** Start of SUPPLIED PASSAGE **

Make the code more like PEP8 for readability (#862)

2023-04-07 00:15:45 -03:00 · 2023-04-07 00:15:45 -03:00 · ea6e77df72
commit ea6e77df72
parent 848c4edfd5
28 changed files with 302 additions and 165 deletions
--- a/modules/training.py
+++ b/modules/training.py
@ -19,9 +19,11 @@ CURRENT_STEPS = 0
 MAX_STEPS = 0
 CURRENT_GRADIENT_ACCUM = 1

+
 def get_dataset(path: str, ext: str):
    return ['None'] + sorted(set([k.stem for k in Path(path).glob(f'*.{ext}') if k.stem != 'put-trainer-datasets-here']), key=str.lower)

+
 def create_train_interface():
    with gr.Tab('Train LoRA', elem_id='lora-train-tab'):
        lora_name = gr.Textbox(label="Name", info="The name of your new LoRA file")
@ -44,16 +46,16 @@ def create_train_interface():
        with gr.Tab(label="Formatted Dataset"):
            with gr.Row():
                dataset = gr.Dropdown(choices=get_dataset('training/datasets', 'json'), value='None', label='Dataset', info='The dataset file to use for training.')
-                ui.create_refresh_button(dataset, lambda : None, lambda : {'choices': get_dataset('training/datasets', 'json')}, 'refresh-button')
+                ui.create_refresh_button(dataset, lambda: None, lambda: {'choices': get_dataset('training/datasets', 'json')}, 'refresh-button')

** End of SUPPLIED PASSAGE **

- **TASK DIRECTIONS**
Carry on the PEP8 cleanup diff from its final line.

** Start of SUPPLIED INFORMATION **

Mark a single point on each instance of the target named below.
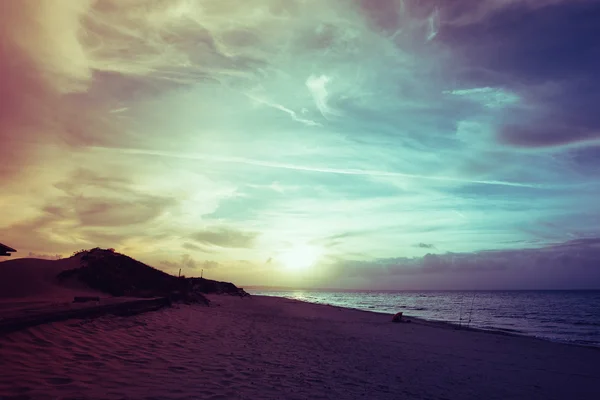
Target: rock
(84, 299)
(397, 317)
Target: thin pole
(471, 312)
(460, 314)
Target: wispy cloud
(371, 128)
(339, 171)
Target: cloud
(225, 237)
(86, 210)
(544, 55)
(134, 124)
(566, 265)
(45, 256)
(425, 246)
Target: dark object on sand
(84, 299)
(124, 309)
(5, 250)
(398, 318)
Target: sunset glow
(388, 144)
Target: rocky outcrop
(119, 275)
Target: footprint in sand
(59, 381)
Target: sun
(299, 257)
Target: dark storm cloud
(549, 56)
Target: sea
(557, 315)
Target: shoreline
(447, 324)
(271, 347)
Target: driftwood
(84, 299)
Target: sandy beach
(275, 348)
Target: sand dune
(35, 279)
(272, 348)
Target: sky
(376, 144)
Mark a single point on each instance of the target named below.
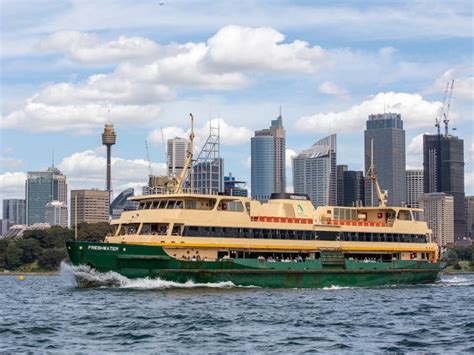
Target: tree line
(43, 250)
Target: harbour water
(49, 313)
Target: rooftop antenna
(148, 159)
(446, 114)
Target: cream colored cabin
(209, 225)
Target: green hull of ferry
(139, 261)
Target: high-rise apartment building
(42, 187)
(438, 213)
(268, 161)
(414, 183)
(388, 136)
(176, 155)
(55, 213)
(353, 188)
(233, 187)
(340, 169)
(469, 216)
(208, 176)
(443, 165)
(90, 206)
(314, 172)
(14, 211)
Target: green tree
(31, 250)
(51, 258)
(13, 256)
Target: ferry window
(177, 229)
(171, 204)
(129, 229)
(154, 229)
(190, 204)
(404, 215)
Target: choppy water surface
(49, 313)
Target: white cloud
(330, 88)
(229, 135)
(7, 162)
(148, 73)
(82, 119)
(416, 113)
(245, 48)
(86, 169)
(87, 48)
(463, 83)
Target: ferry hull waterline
(176, 234)
(134, 261)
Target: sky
(68, 67)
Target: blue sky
(327, 63)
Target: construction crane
(446, 112)
(148, 159)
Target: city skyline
(314, 72)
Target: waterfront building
(388, 136)
(233, 187)
(353, 188)
(469, 216)
(90, 206)
(121, 203)
(55, 214)
(414, 183)
(14, 212)
(42, 187)
(443, 165)
(314, 172)
(439, 214)
(268, 170)
(208, 176)
(176, 155)
(340, 169)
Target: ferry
(286, 242)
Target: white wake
(84, 276)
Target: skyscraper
(14, 211)
(109, 138)
(353, 188)
(443, 165)
(90, 206)
(55, 213)
(42, 187)
(414, 183)
(469, 216)
(340, 169)
(314, 172)
(386, 131)
(176, 155)
(268, 161)
(438, 213)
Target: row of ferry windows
(224, 205)
(257, 233)
(227, 232)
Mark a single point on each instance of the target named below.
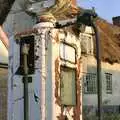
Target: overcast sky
(105, 8)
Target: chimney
(116, 21)
(74, 2)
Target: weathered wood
(5, 6)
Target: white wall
(89, 65)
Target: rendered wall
(89, 66)
(46, 79)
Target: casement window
(29, 40)
(68, 86)
(90, 83)
(67, 53)
(108, 83)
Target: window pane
(90, 83)
(68, 91)
(67, 52)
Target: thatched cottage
(61, 62)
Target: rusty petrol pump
(88, 17)
(27, 67)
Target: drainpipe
(99, 80)
(4, 37)
(25, 50)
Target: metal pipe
(99, 81)
(3, 65)
(25, 50)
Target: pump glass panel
(68, 87)
(67, 52)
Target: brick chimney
(74, 2)
(116, 20)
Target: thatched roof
(110, 41)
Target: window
(90, 83)
(67, 53)
(108, 83)
(29, 40)
(68, 87)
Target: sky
(104, 8)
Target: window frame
(65, 43)
(75, 71)
(90, 84)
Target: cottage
(58, 61)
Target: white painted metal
(3, 53)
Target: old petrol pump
(48, 59)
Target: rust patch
(77, 109)
(57, 81)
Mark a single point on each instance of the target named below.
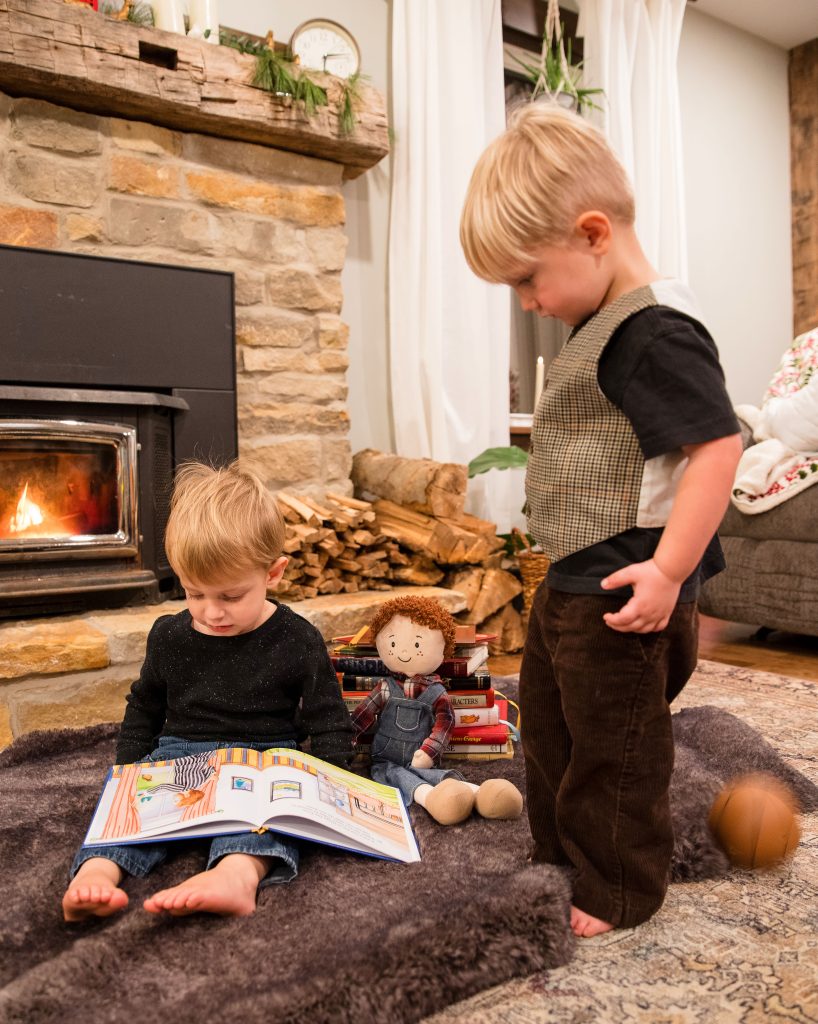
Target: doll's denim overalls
(402, 726)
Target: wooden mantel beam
(72, 55)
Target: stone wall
(103, 185)
(68, 673)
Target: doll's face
(405, 646)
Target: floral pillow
(797, 368)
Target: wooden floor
(732, 643)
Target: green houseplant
(555, 76)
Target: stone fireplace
(109, 151)
(132, 144)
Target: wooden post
(804, 170)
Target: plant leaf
(499, 458)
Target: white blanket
(784, 461)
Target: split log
(497, 589)
(466, 582)
(442, 540)
(438, 488)
(507, 624)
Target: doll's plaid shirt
(364, 716)
(585, 471)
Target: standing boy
(233, 670)
(634, 449)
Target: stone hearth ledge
(73, 672)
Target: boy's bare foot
(587, 926)
(228, 889)
(94, 892)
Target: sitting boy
(230, 671)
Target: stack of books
(481, 724)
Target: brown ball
(755, 819)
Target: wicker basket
(533, 567)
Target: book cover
(239, 790)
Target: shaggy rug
(737, 948)
(352, 939)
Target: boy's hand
(652, 603)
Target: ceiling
(785, 23)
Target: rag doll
(413, 717)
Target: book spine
(359, 666)
(366, 683)
(479, 734)
(472, 698)
(481, 682)
(476, 749)
(471, 717)
(505, 755)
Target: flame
(27, 515)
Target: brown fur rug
(352, 939)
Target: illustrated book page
(234, 790)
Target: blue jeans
(141, 858)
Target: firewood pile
(404, 526)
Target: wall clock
(324, 45)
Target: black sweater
(273, 683)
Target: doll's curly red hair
(423, 610)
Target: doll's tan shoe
(498, 798)
(450, 802)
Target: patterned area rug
(741, 949)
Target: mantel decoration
(555, 78)
(278, 71)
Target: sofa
(771, 578)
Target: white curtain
(630, 50)
(448, 332)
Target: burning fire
(27, 515)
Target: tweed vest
(586, 469)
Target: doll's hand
(420, 759)
(653, 600)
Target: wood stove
(111, 374)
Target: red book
(479, 733)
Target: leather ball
(755, 819)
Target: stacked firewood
(405, 526)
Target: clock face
(325, 45)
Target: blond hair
(532, 182)
(222, 521)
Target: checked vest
(585, 475)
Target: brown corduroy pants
(599, 751)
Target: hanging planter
(555, 78)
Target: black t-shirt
(661, 369)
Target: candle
(205, 18)
(168, 15)
(539, 379)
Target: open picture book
(237, 790)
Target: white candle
(168, 15)
(540, 377)
(205, 18)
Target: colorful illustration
(233, 790)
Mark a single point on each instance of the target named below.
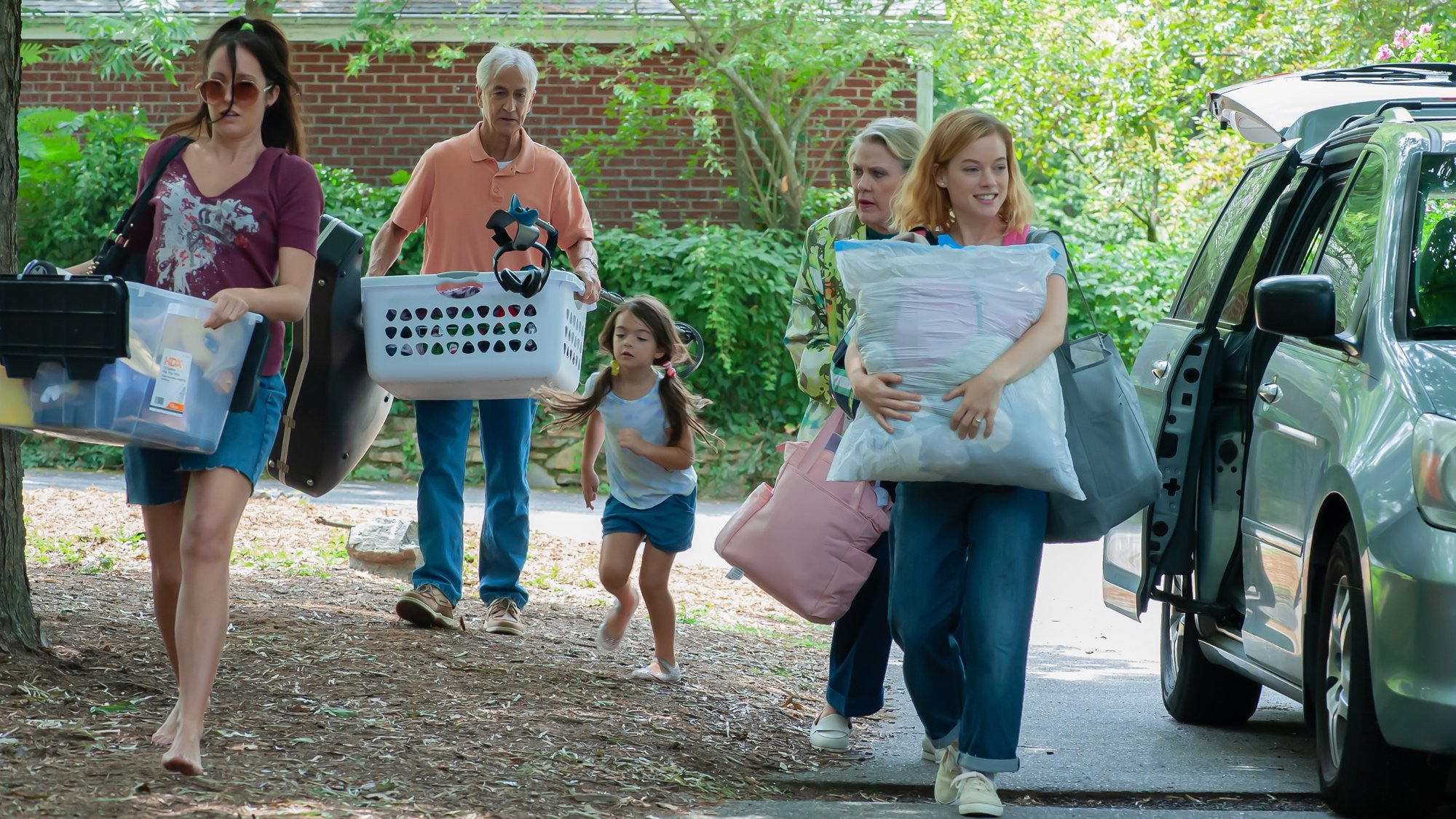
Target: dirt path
(327, 704)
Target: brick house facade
(382, 120)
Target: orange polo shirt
(456, 187)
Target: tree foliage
(746, 78)
(1109, 98)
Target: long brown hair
(921, 203)
(266, 41)
(679, 404)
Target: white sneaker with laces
(659, 669)
(978, 794)
(946, 774)
(831, 732)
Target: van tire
(1198, 691)
(1361, 774)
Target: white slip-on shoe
(831, 732)
(978, 794)
(946, 774)
(665, 672)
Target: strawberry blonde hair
(922, 203)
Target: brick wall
(384, 120)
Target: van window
(1218, 250)
(1433, 276)
(1350, 250)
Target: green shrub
(1129, 286)
(365, 207)
(78, 175)
(735, 286)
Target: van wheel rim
(1337, 673)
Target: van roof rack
(1394, 74)
(1396, 108)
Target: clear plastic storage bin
(464, 336)
(173, 391)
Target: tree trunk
(20, 628)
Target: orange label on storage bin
(171, 392)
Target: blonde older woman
(879, 161)
(454, 190)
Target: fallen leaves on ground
(328, 704)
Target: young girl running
(647, 420)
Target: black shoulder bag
(114, 257)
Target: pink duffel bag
(806, 541)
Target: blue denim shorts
(155, 475)
(669, 525)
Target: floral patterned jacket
(818, 320)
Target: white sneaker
(947, 787)
(663, 672)
(831, 732)
(978, 794)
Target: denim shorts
(155, 475)
(669, 525)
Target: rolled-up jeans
(966, 560)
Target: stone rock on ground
(388, 547)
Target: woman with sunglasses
(235, 219)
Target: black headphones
(529, 226)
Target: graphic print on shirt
(193, 231)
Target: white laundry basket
(464, 336)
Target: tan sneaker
(505, 617)
(426, 606)
(947, 788)
(978, 794)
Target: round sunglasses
(245, 92)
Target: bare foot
(170, 727)
(186, 755)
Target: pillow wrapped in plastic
(938, 317)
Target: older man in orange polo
(455, 190)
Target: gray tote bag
(1110, 446)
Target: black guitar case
(334, 411)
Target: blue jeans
(966, 566)
(443, 429)
(860, 650)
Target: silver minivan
(1301, 395)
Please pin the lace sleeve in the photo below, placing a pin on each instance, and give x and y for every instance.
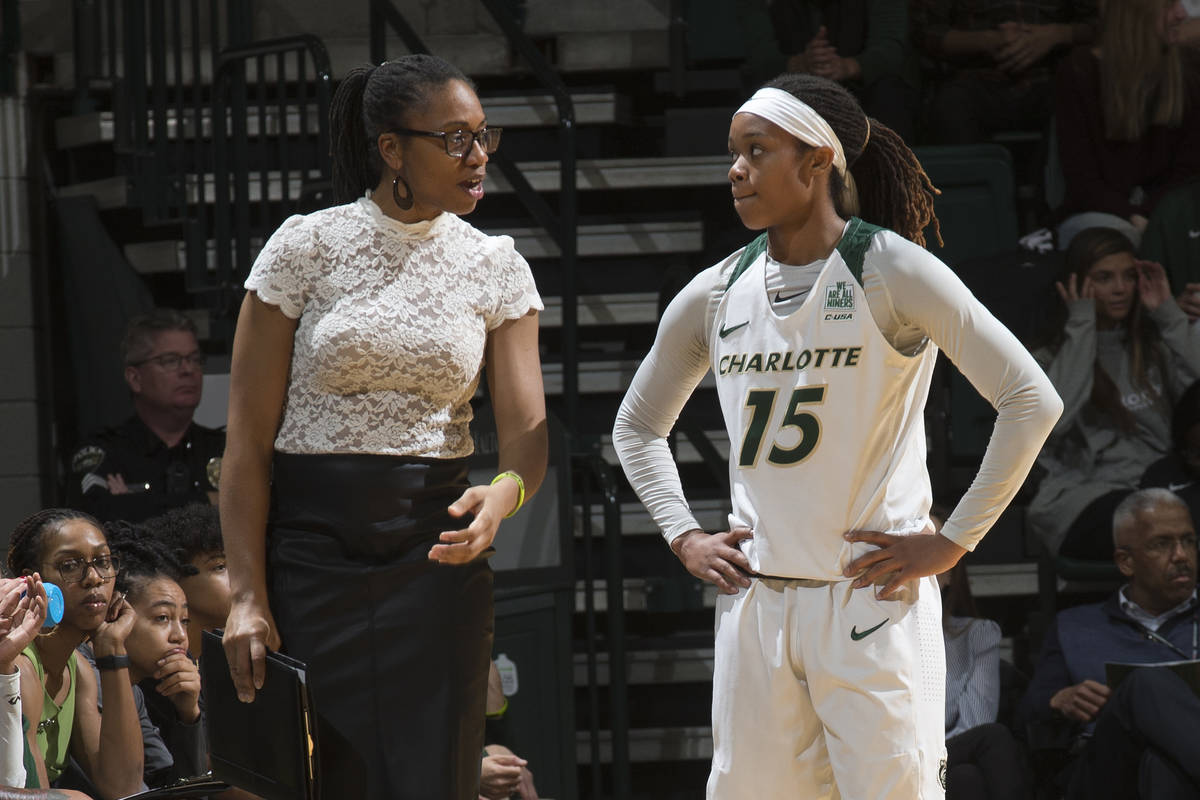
(514, 289)
(281, 274)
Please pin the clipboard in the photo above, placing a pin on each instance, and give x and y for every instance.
(269, 746)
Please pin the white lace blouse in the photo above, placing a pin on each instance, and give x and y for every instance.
(394, 319)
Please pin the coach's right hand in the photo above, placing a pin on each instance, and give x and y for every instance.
(250, 632)
(715, 558)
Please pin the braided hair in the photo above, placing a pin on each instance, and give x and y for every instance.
(893, 187)
(142, 559)
(27, 539)
(371, 101)
(187, 533)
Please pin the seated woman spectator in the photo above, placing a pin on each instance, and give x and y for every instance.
(22, 612)
(192, 535)
(161, 668)
(983, 761)
(1119, 353)
(71, 548)
(1128, 116)
(1179, 470)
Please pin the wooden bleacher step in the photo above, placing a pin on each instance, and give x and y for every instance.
(508, 110)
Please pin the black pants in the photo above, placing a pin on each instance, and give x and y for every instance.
(397, 647)
(1145, 743)
(984, 763)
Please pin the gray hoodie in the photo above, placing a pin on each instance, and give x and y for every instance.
(1087, 455)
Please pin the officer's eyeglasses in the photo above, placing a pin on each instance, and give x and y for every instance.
(76, 570)
(173, 361)
(459, 143)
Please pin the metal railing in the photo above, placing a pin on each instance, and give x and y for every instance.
(156, 58)
(563, 226)
(262, 179)
(595, 475)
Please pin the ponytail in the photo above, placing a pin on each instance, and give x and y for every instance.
(372, 101)
(353, 170)
(891, 185)
(894, 191)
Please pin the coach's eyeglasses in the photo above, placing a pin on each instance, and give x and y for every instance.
(459, 143)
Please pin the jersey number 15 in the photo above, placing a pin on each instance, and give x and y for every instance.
(762, 402)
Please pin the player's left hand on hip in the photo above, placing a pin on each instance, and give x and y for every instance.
(900, 559)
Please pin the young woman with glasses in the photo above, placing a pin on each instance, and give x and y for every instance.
(59, 698)
(821, 337)
(359, 347)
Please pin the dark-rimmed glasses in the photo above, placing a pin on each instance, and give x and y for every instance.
(459, 143)
(76, 570)
(173, 361)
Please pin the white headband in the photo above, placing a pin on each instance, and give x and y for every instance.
(798, 119)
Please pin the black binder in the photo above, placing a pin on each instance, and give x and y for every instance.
(269, 746)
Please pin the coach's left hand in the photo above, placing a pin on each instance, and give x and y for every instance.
(900, 558)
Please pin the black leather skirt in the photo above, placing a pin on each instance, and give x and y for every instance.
(397, 647)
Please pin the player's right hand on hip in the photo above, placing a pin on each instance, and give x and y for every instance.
(715, 558)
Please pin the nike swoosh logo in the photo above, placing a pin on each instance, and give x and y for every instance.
(858, 637)
(726, 331)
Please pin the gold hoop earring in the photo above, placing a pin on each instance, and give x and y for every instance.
(402, 203)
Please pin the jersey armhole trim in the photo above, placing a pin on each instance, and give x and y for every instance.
(749, 256)
(855, 244)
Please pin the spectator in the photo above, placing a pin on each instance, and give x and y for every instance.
(1179, 470)
(502, 773)
(157, 458)
(192, 534)
(997, 59)
(1128, 119)
(165, 678)
(1119, 352)
(1141, 739)
(22, 613)
(983, 761)
(71, 548)
(861, 43)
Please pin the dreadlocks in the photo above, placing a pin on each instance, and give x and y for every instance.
(893, 188)
(371, 101)
(25, 542)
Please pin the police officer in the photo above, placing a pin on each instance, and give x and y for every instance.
(159, 458)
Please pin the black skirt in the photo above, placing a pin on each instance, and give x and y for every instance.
(397, 647)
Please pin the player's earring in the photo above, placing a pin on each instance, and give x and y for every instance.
(403, 203)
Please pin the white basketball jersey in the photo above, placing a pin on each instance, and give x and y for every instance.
(825, 419)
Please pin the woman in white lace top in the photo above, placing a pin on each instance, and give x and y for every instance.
(352, 535)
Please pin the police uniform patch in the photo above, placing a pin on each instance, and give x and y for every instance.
(213, 469)
(87, 458)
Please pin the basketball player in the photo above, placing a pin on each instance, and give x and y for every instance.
(822, 336)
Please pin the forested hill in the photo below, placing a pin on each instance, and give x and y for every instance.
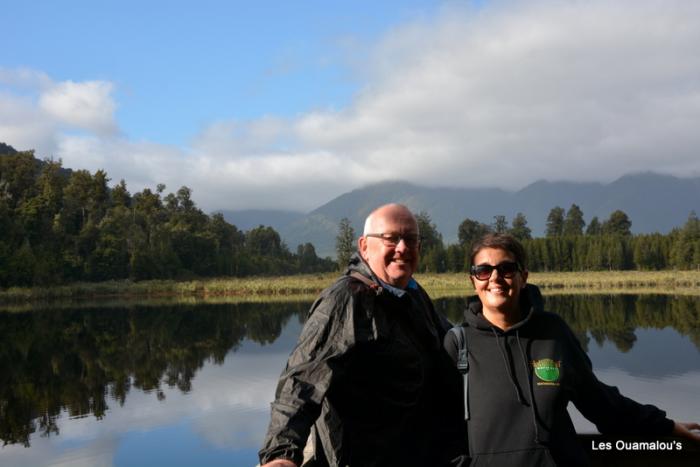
(653, 202)
(59, 226)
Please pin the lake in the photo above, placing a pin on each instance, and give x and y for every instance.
(191, 384)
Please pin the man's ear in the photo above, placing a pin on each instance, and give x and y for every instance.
(362, 247)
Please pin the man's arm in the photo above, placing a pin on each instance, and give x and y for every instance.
(306, 379)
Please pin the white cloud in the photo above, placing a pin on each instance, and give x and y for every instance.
(87, 105)
(499, 96)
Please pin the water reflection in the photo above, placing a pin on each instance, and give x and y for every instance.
(55, 361)
(106, 386)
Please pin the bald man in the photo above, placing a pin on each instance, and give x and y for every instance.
(369, 374)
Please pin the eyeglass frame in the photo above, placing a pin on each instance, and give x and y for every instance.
(389, 243)
(498, 268)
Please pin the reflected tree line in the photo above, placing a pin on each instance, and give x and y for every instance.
(76, 361)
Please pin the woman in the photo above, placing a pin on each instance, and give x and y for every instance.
(525, 365)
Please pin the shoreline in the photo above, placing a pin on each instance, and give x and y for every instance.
(306, 287)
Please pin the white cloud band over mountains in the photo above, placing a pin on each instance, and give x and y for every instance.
(500, 95)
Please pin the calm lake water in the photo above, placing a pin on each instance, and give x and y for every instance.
(191, 384)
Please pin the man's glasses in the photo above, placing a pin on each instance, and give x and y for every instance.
(483, 272)
(392, 240)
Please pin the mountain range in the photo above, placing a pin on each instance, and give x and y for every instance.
(653, 202)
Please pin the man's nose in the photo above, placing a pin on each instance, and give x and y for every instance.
(401, 246)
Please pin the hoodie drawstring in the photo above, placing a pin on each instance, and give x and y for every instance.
(529, 385)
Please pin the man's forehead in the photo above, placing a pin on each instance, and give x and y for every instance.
(395, 221)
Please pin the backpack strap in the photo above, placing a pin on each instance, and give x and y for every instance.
(463, 362)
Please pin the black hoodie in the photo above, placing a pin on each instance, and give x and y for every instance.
(539, 358)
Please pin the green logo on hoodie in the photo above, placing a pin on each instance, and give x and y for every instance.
(547, 369)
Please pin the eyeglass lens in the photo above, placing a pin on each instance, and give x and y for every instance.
(484, 271)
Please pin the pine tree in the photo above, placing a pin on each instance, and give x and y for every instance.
(344, 243)
(555, 222)
(574, 223)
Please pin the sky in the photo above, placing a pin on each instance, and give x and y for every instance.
(286, 105)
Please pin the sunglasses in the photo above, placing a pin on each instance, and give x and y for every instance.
(506, 269)
(393, 240)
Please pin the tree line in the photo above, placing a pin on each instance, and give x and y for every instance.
(568, 245)
(59, 226)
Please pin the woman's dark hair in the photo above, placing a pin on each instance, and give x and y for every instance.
(502, 242)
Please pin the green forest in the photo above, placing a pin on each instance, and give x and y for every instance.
(570, 245)
(60, 226)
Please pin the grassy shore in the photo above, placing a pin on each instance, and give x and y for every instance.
(305, 287)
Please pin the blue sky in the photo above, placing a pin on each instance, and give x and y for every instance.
(178, 65)
(288, 104)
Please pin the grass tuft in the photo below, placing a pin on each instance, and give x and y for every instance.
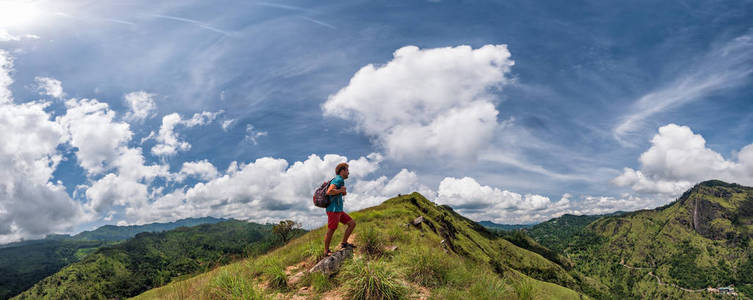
(372, 280)
(396, 233)
(426, 267)
(276, 276)
(371, 242)
(320, 282)
(232, 287)
(524, 289)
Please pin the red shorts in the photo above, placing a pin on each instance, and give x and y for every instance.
(337, 217)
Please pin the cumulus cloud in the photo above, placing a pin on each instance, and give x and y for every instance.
(168, 141)
(6, 65)
(202, 169)
(679, 158)
(480, 202)
(228, 124)
(140, 104)
(50, 87)
(727, 65)
(265, 190)
(98, 138)
(31, 204)
(252, 135)
(427, 103)
(118, 173)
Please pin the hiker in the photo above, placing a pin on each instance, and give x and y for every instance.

** End of SUPPLIED INFORMATION **

- **RESPONSE**
                eval_dataset = gr.Dropdown(choices=get_dataset('training/datasets', 'json'), value='None', label='Evaluation Dataset', info='The (optional) dataset file used to evaluate the model after training.')
-                ui.create_refresh_button(eval_dataset, lambda : None, lambda : {'choices': get_dataset('training/datasets', 'json')}, 'refresh-button')
+                ui.create_refresh_button(eval_dataset, lambda: None, lambda: {'choices': get_dataset('training/datasets', 'json')}, 'refresh-button')
                format = gr.Dropdown(choices=get_dataset('training/formats', 'json'), value='None', label='Data Format', info='The format file used to decide how to format the dataset input.')
-                ui.create_refresh_button(format, lambda : None, lambda : {'choices': get_dataset('training/formats', 'json')}, 'refresh-button')
+                ui.create_refresh_button(format, lambda: None, lambda: {'choices': get_dataset('training/formats', 'json')}, 'refresh-button')

        with gr.Tab(label="Raw Text File"):
            with gr.Row():
                raw_text_file = gr.Dropdown(choices=get_dataset('training/datasets', 'txt'), value='None', label='Text File', info='The raw text file to use for training.')
-                ui.create_refresh_button(raw_text_file, lambda : None, lambda : {'choices': get_dataset('training/datasets', 'txt')}, 'refresh-button')
+                ui.create_refresh_button(raw_text_file, lambda: None, lambda: {'choices': get_dataset('training/datasets', 'txt')}, 'refresh-button')
            with gr.Row():
                overlap_len = gr.Slider(label='Overlap Length', minimum=0, maximum=512, value=128, step=16, info='Overlap length - ie how many tokens from the prior chunk of text to include into the next chunk. (The chunks themselves will be of a size determined by Cutoff Length below). Setting overlap to exactly half the cutoff length may be ideal.')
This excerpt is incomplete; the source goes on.